Collected data
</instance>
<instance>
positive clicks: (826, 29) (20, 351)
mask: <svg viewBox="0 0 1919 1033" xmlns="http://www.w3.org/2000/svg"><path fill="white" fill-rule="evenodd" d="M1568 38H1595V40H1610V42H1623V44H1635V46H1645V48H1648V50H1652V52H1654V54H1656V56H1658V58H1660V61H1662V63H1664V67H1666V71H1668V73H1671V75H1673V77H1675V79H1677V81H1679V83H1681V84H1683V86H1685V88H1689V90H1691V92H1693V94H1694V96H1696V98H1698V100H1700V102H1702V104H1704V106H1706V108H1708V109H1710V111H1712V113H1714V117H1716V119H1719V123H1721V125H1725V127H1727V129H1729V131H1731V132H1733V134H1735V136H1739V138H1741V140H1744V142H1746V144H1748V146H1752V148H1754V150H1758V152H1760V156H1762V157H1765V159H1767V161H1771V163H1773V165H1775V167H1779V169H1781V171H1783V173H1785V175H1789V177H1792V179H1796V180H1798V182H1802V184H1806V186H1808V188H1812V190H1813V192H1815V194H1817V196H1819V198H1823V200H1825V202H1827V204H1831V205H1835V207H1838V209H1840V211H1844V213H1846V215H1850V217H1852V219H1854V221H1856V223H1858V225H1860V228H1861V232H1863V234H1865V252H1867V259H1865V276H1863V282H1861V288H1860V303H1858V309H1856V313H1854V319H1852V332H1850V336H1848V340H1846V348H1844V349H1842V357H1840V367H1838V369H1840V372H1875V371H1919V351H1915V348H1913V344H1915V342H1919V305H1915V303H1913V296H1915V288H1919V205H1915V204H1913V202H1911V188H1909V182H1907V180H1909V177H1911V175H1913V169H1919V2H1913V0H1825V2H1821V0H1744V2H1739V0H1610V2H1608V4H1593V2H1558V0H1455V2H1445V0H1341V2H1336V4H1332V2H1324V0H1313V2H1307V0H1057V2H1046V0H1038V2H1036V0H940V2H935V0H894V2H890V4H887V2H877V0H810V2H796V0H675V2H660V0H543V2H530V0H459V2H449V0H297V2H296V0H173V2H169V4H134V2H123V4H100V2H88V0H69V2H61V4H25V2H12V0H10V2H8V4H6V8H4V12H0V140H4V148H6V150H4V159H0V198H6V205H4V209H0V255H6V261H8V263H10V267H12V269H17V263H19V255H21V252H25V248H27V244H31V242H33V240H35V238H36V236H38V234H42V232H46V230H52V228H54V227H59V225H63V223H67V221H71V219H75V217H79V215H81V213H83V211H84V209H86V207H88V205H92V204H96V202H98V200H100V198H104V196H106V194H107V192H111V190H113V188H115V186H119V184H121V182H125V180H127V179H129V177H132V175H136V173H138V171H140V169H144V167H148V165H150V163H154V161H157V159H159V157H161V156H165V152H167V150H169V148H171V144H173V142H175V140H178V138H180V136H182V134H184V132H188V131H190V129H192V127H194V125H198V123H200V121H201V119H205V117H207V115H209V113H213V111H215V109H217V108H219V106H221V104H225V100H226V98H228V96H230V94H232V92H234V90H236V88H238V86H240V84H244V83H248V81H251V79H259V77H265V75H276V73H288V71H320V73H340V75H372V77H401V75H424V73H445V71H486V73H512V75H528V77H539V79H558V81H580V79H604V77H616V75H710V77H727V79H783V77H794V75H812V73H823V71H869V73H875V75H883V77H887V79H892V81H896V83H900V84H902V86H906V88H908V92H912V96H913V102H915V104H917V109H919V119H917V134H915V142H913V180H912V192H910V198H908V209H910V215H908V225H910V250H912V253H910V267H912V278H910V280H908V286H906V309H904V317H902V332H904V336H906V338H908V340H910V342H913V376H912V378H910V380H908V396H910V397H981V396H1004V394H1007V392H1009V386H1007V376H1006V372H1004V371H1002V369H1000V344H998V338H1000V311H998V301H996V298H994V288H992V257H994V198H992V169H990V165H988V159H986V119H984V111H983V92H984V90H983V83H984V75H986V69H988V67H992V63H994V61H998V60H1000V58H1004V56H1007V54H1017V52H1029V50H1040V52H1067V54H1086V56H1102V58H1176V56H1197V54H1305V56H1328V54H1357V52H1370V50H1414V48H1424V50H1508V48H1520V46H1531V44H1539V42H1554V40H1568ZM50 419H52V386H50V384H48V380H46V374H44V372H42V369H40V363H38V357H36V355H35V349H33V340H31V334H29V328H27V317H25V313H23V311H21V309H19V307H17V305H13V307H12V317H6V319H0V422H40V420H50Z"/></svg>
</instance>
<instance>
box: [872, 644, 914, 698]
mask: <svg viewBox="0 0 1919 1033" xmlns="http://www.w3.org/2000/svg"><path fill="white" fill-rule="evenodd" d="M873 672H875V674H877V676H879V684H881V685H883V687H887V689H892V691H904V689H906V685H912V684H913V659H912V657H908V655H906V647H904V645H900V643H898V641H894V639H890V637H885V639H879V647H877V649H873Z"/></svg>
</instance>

-- Task goal --
The answer should be the full set of records, reproduced exactly.

-- Result for this exercise --
</instance>
<instance>
positive clicks: (826, 29) (20, 351)
mask: <svg viewBox="0 0 1919 1033" xmlns="http://www.w3.org/2000/svg"><path fill="white" fill-rule="evenodd" d="M1568 38H1595V40H1610V42H1623V44H1635V46H1645V48H1648V50H1652V52H1654V54H1656V56H1658V58H1660V61H1662V63H1664V67H1666V71H1668V73H1671V75H1673V77H1675V79H1677V81H1679V83H1681V84H1683V86H1685V88H1689V90H1691V92H1693V94H1694V96H1696V98H1698V100H1700V102H1702V104H1704V106H1706V108H1708V109H1710V111H1712V113H1714V117H1716V119H1719V123H1721V125H1725V127H1727V129H1729V131H1731V132H1733V134H1735V136H1739V138H1741V140H1744V142H1746V144H1748V146H1752V148H1754V150H1758V152H1760V156H1762V157H1765V159H1767V161H1771V163H1773V165H1775V167H1779V169H1781V171H1783V173H1785V175H1789V177H1792V179H1796V180H1798V182H1802V184H1806V186H1808V188H1812V190H1813V192H1815V194H1817V196H1819V198H1823V200H1825V202H1827V204H1831V205H1835V207H1838V209H1840V211H1844V213H1846V215H1850V217H1852V219H1854V221H1856V223H1858V225H1860V228H1861V232H1863V234H1865V252H1867V259H1865V276H1863V282H1861V288H1860V303H1858V309H1856V313H1854V319H1852V332H1850V336H1848V340H1846V348H1844V349H1842V357H1840V367H1838V369H1840V372H1875V371H1919V351H1915V348H1913V344H1915V342H1919V305H1915V303H1913V296H1915V288H1919V205H1915V204H1913V202H1911V188H1909V182H1907V180H1909V177H1911V175H1913V169H1919V2H1913V0H1825V2H1821V0H1744V2H1739V0H1610V2H1608V4H1593V2H1558V0H1455V2H1445V0H1341V2H1336V4H1332V2H1324V0H1313V2H1307V0H1057V2H1046V0H1038V2H1036V0H940V2H935V0H894V2H890V4H887V2H877V0H810V2H796V0H675V2H660V0H543V2H530V0H459V2H449V0H297V2H296V0H173V2H169V4H134V2H123V4H100V2H88V0H69V2H61V4H25V2H12V0H10V2H8V4H6V8H4V12H0V140H4V148H6V150H4V159H0V198H6V205H4V209H0V255H6V261H8V263H10V267H12V269H17V263H19V255H21V252H25V248H27V244H31V242H33V240H35V238H36V236H38V234H42V232H46V230H52V228H54V227H59V225H63V223H67V221H71V219H75V217H79V215H81V213H83V211H84V209H86V207H88V205H92V204H96V202H98V200H100V198H104V196H106V194H107V192H111V190H113V188H115V186H119V184H121V182H125V180H127V179H129V177H132V175H136V173H138V171H140V169H144V167H148V165H150V163H154V161H157V159H159V157H161V156H165V152H167V150H169V148H171V144H173V142H175V140H178V138H180V136H182V134H184V132H188V131H190V129H192V127H194V125H198V123H200V121H201V119H205V117H207V115H209V113H213V111H215V109H217V108H219V106H221V104H225V100H226V98H228V96H230V94H232V92H234V90H236V88H238V86H240V84H244V83H248V81H251V79H259V77H265V75H276V73H288V71H320V73H340V75H372V77H401V75H424V73H445V71H486V73H512V75H528V77H539V79H558V81H580V79H604V77H616V75H710V77H727V79H783V77H794V75H812V73H823V71H869V73H875V75H883V77H887V79H892V81H896V83H900V84H902V86H906V88H908V92H912V96H913V102H915V104H917V109H919V119H917V134H915V142H913V180H912V192H910V198H908V209H910V215H908V225H910V250H912V253H910V267H912V278H910V280H908V286H906V309H904V317H902V332H904V336H906V338H908V340H910V342H913V376H912V378H910V380H908V396H910V397H981V396H1004V394H1007V392H1009V386H1007V376H1006V372H1004V371H1002V369H1000V344H998V338H1000V311H998V301H996V298H994V288H992V257H994V198H992V169H990V165H988V159H986V119H984V111H983V92H984V90H983V83H984V75H986V69H988V67H992V63H994V61H998V60H1000V58H1004V56H1007V54H1017V52H1029V50H1040V52H1067V54H1086V56H1102V58H1176V56H1197V54H1305V56H1328V54H1357V52H1370V50H1414V48H1424V50H1508V48H1520V46H1531V44H1539V42H1554V40H1568ZM50 419H52V386H50V384H48V380H46V374H44V372H42V369H40V363H38V357H36V355H35V349H33V340H31V334H29V328H27V317H25V313H23V311H21V309H19V307H17V305H13V307H12V317H6V319H0V422H40V420H50Z"/></svg>
</instance>
<instance>
box: [872, 644, 914, 698]
mask: <svg viewBox="0 0 1919 1033" xmlns="http://www.w3.org/2000/svg"><path fill="white" fill-rule="evenodd" d="M873 672H875V674H877V676H879V684H881V685H883V687H887V689H892V691H904V689H906V685H912V684H913V659H912V657H908V655H906V647H904V645H900V643H898V641H894V639H890V637H885V639H879V647H877V649H873Z"/></svg>
</instance>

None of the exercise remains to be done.